### WORK INSTRUCTION
Arrange the lines starting at the one containing "The goal is" and ending at the one containing "46L34 39L28 49L31" into a Markdown table with the columns Row and Line, numbering each row and omitting blank lines.

### ENTRIES SUPPLIED
Content starts

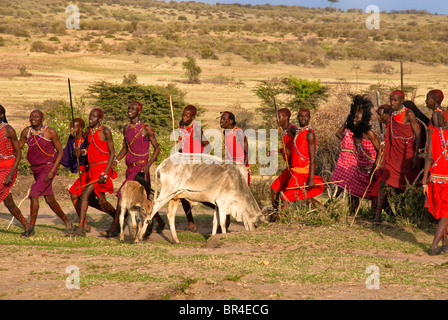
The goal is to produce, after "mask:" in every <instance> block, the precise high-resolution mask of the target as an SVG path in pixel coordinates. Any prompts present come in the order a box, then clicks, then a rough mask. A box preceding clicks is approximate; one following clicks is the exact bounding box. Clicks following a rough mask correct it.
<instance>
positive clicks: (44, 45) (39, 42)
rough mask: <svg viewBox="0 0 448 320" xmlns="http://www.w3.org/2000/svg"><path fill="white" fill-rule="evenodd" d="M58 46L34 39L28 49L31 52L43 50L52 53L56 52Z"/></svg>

Content ends
Content starts

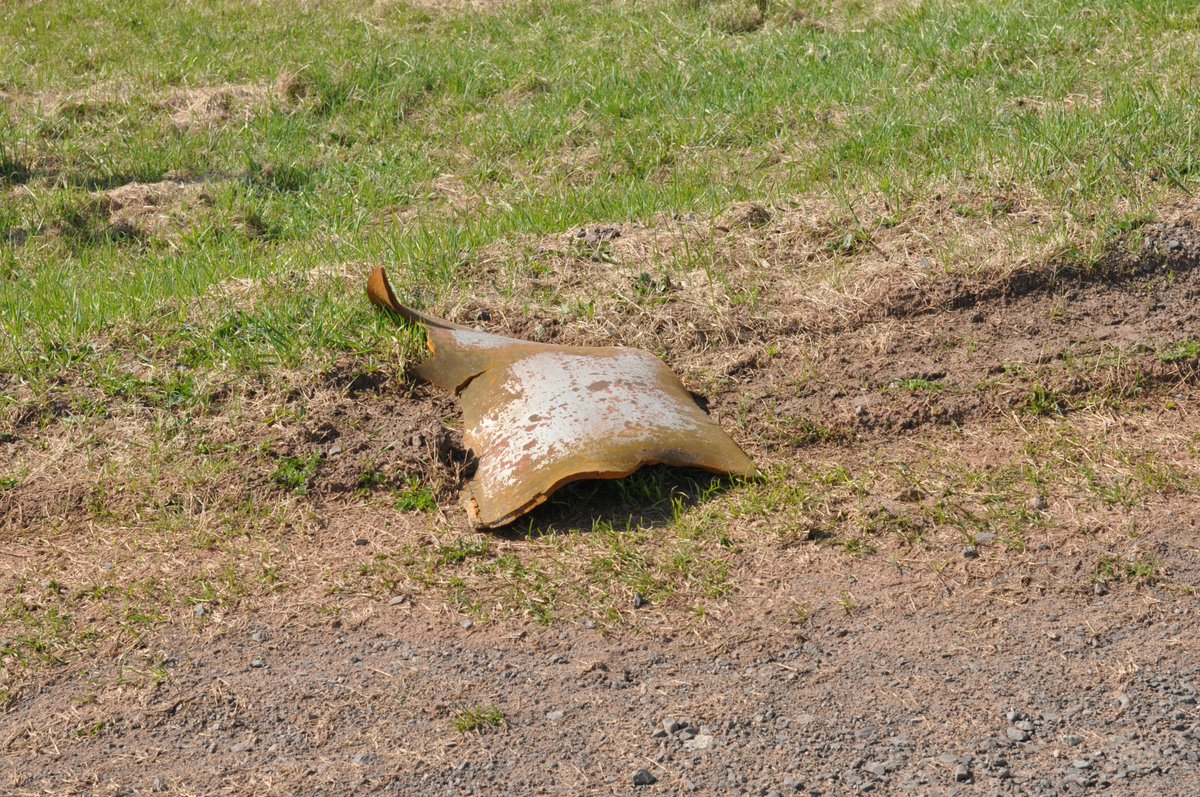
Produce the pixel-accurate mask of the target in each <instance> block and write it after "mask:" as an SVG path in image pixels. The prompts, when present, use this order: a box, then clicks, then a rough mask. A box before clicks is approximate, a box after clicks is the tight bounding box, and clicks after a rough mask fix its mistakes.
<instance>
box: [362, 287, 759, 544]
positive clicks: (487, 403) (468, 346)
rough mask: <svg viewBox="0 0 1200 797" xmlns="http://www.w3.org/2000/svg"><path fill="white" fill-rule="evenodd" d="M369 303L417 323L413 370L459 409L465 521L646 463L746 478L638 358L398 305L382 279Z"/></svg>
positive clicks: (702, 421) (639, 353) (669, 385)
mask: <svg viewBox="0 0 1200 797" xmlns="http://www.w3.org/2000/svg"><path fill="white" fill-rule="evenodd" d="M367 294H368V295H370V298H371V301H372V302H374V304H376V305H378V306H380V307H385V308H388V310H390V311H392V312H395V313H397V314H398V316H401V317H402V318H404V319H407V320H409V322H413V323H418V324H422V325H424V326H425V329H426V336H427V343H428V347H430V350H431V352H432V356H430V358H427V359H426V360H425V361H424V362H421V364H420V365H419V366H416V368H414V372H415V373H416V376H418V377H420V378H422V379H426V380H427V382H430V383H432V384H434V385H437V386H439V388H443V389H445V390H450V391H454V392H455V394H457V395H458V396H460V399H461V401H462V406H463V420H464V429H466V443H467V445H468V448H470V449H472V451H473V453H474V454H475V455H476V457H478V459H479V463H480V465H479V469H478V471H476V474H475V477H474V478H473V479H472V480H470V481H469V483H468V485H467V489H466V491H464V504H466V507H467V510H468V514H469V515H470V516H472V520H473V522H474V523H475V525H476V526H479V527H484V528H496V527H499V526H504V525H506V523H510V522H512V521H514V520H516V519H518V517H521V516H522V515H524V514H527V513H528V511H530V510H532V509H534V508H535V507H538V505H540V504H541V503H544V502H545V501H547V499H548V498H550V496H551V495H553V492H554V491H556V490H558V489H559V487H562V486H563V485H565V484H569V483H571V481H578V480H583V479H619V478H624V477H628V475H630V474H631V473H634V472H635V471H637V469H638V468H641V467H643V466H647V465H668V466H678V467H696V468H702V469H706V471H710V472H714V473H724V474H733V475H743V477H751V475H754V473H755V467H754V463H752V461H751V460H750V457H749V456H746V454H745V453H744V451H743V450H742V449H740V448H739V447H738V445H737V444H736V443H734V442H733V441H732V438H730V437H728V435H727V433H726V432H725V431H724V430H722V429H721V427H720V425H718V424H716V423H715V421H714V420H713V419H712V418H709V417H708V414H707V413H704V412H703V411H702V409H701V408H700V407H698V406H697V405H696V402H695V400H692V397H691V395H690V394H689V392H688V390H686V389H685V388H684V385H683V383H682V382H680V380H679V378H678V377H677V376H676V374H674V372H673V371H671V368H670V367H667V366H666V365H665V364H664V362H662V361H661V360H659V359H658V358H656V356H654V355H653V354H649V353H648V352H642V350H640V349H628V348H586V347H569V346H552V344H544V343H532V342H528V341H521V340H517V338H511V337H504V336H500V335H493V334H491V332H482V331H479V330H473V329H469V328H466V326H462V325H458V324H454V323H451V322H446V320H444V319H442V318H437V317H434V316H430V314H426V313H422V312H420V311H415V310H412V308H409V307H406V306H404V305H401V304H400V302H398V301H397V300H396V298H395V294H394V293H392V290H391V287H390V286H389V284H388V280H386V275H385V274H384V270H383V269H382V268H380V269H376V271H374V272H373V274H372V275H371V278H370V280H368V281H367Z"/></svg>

Content ends

### SOLVED EXERCISE
| Row | Line |
|---|---|
| 1 | The goal is to produce, after "mask:" in every <instance> block, the precise high-resolution mask of the target as an SVG path in pixel coordinates. Any prompts present come in the order a box, then clicks, then a rough mask. A box preceding clicks is approximate; one following clicks is the exact bounding box. Clicks following a rough mask correct it. |
| 2 | <instance> |
| 3 | positive clicks: (44, 45) (39, 42) |
| 4 | rough mask: <svg viewBox="0 0 448 320" xmlns="http://www.w3.org/2000/svg"><path fill="white" fill-rule="evenodd" d="M58 46L34 39L28 49L31 52L43 50L52 53L56 52Z"/></svg> |